═════ Data for the task ═════
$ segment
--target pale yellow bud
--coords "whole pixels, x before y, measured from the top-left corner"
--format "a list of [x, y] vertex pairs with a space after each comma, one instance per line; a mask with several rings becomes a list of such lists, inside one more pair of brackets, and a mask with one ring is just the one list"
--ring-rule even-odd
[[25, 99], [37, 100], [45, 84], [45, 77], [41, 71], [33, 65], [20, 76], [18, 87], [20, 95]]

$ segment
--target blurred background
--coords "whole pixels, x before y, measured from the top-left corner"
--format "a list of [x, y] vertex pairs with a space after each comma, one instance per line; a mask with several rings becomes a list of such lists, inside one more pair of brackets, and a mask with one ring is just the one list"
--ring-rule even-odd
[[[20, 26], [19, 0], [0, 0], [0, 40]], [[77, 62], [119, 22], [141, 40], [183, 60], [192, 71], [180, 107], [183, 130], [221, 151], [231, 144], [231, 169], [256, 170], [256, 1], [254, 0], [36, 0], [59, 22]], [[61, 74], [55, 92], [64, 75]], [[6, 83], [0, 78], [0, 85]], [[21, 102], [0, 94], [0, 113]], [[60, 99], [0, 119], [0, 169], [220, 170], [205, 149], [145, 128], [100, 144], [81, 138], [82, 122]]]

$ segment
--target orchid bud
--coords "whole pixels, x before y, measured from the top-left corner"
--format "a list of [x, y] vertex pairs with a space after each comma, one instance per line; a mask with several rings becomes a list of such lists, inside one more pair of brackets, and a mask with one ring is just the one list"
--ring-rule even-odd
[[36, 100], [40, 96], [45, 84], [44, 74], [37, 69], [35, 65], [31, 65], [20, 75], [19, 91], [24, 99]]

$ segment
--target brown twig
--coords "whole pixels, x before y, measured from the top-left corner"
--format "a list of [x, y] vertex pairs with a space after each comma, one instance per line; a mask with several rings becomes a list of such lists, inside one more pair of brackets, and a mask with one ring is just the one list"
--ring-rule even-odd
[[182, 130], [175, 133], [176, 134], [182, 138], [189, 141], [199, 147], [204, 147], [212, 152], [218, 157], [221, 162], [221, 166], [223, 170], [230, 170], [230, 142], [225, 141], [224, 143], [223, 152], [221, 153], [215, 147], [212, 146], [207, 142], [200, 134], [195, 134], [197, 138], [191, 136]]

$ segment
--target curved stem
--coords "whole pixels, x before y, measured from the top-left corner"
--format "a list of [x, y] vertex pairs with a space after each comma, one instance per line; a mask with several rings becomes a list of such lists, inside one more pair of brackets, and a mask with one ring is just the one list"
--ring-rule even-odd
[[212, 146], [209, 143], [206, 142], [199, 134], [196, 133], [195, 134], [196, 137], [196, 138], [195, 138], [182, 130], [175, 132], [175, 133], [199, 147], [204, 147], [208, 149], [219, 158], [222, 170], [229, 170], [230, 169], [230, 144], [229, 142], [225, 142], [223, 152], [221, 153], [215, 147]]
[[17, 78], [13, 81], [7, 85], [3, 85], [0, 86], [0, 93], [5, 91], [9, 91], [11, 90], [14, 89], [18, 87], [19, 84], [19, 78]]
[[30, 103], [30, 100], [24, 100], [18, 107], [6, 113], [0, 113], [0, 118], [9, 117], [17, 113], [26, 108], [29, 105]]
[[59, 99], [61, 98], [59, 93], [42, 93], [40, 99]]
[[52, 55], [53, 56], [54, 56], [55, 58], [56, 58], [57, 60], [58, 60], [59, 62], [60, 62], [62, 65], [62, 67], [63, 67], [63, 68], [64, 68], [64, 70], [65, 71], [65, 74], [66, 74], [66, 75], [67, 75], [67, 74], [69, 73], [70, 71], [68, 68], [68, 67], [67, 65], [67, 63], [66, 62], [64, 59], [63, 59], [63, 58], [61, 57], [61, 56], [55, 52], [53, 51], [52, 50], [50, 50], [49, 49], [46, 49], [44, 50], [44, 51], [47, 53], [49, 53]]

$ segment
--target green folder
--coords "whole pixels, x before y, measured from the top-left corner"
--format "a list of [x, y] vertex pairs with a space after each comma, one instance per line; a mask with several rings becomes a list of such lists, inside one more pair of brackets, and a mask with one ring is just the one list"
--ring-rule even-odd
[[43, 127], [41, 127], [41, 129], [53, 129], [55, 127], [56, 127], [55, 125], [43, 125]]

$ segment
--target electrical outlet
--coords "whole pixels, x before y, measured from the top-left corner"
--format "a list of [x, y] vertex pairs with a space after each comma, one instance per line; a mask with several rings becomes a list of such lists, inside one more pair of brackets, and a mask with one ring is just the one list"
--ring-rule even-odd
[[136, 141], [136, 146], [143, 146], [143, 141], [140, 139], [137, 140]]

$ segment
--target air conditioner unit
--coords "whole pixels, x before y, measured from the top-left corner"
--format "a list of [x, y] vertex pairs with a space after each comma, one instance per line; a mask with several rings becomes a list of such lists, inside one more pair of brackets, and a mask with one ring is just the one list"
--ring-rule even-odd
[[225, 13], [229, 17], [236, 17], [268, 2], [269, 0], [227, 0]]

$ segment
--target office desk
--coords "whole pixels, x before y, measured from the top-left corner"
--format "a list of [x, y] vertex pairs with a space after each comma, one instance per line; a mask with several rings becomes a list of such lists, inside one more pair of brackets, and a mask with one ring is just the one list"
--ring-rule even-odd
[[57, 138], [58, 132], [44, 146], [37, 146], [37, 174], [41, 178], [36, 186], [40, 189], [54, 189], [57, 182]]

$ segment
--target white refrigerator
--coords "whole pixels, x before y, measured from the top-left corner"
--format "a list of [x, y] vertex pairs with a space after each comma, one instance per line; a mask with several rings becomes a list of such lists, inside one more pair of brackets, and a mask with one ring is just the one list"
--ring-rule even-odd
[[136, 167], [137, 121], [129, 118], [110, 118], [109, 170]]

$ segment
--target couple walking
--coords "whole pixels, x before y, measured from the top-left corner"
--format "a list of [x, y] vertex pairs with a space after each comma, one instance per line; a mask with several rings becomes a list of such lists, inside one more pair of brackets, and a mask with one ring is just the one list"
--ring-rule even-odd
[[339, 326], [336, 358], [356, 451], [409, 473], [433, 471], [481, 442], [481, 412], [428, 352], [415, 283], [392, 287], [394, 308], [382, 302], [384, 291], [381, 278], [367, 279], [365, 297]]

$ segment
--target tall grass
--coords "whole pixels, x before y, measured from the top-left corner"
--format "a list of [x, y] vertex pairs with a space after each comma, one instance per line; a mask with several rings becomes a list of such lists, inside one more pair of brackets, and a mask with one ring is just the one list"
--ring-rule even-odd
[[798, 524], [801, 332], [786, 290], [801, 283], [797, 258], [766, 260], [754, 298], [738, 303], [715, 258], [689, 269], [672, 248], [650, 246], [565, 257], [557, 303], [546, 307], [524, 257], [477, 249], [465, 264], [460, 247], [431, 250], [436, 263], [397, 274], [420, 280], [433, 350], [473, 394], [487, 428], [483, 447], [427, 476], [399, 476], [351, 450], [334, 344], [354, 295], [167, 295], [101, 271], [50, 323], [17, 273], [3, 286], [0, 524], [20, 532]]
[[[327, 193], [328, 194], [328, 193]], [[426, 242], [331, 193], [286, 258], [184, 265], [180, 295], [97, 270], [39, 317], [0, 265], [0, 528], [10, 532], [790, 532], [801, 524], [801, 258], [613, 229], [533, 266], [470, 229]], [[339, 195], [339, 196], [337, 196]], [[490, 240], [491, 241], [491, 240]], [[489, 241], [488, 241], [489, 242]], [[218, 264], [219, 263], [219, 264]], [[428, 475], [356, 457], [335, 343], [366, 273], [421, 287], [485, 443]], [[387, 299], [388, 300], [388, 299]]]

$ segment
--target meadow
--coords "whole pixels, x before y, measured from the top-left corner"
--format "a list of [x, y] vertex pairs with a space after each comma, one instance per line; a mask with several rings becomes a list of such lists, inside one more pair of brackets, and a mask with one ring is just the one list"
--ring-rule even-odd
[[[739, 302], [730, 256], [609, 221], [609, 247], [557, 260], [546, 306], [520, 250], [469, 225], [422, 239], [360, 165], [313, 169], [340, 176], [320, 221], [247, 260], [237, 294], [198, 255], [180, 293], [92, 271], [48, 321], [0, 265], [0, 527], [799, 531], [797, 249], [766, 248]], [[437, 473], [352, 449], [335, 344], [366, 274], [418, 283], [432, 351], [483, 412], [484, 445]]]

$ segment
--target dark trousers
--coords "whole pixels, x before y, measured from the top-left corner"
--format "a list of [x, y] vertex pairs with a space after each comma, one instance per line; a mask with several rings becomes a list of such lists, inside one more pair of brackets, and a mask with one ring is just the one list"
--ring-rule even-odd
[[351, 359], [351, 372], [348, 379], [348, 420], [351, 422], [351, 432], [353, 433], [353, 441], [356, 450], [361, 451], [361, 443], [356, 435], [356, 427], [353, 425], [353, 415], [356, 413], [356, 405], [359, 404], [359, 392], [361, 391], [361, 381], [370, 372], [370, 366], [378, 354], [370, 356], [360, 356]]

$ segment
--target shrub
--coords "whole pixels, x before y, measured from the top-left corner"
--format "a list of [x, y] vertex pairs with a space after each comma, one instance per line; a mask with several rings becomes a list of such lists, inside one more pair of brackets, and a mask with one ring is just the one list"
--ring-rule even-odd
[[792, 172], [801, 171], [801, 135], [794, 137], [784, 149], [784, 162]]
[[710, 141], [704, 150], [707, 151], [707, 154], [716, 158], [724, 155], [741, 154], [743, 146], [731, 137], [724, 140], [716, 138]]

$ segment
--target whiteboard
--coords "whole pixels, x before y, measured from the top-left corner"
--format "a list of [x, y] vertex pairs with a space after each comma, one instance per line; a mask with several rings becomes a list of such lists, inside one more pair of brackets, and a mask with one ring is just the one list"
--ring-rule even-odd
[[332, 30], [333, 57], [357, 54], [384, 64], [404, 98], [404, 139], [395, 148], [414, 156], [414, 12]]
═════
• Exercise directions: Copy out the part of the records above that runs from the start of the records through the line containing "138], [82, 122]]]", with both ends included, character for character.

• Problem solution:
$ segment
--target pale yellow bud
--coords "whole pixels, x before y, measured from the top-left corner"
--format "a list of [x, y] vertex pairs with a space after each comma, one instance per line; a mask with several rings becomes a list of such lists, inside one more pair of brackets, and a mask with one ring is just the one list"
--ring-rule even-odd
[[25, 99], [37, 100], [45, 84], [45, 77], [41, 71], [33, 65], [20, 76], [18, 87], [20, 95]]

$ segment
--target blurred background
--coords "whole pixels, x before y, measured from the top-left corner"
--format "a list of [x, y] vertex pairs with a space after each comma, one instance per line; a mask with several rings becomes a list of such lists, inside one more pair of brackets, and a mask with one ring is just the one list"
--ring-rule even-odd
[[[20, 26], [19, 0], [0, 0], [0, 40]], [[77, 62], [119, 22], [141, 40], [183, 60], [192, 71], [180, 107], [183, 130], [221, 151], [231, 144], [231, 169], [256, 170], [256, 1], [254, 0], [36, 0], [59, 22]], [[61, 74], [55, 92], [64, 75]], [[6, 83], [0, 78], [0, 85]], [[21, 102], [0, 94], [0, 113]], [[60, 99], [0, 119], [0, 169], [220, 170], [205, 149], [145, 128], [100, 144], [81, 138], [82, 122]]]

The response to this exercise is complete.